+++ The data +++

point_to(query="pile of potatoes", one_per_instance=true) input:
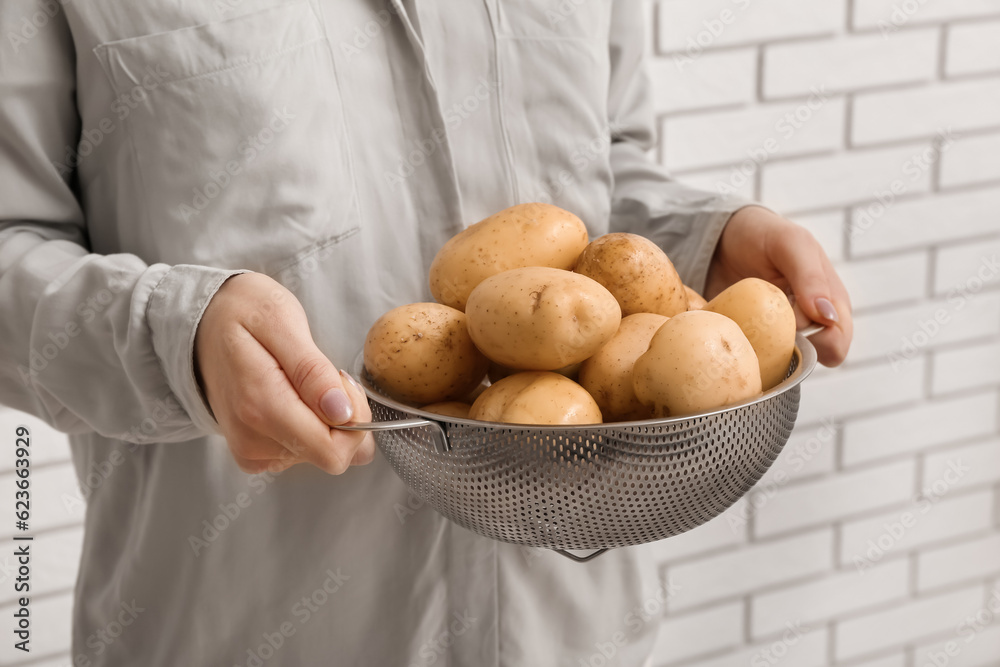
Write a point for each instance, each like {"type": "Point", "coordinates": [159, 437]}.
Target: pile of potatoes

+++
+++ The data +++

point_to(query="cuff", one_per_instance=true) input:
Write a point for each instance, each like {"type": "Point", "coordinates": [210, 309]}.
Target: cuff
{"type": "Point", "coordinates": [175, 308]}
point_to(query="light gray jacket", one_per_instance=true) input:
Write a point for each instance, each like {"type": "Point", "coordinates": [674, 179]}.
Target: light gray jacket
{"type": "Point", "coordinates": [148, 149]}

+++

> _Problem requirements_: Go through the records above, find each line with the string "pile", and copy it.

> _Solution below_:
point_to(query="pile of potatoes", one_per_instance=true) input:
Target: pile of potatoes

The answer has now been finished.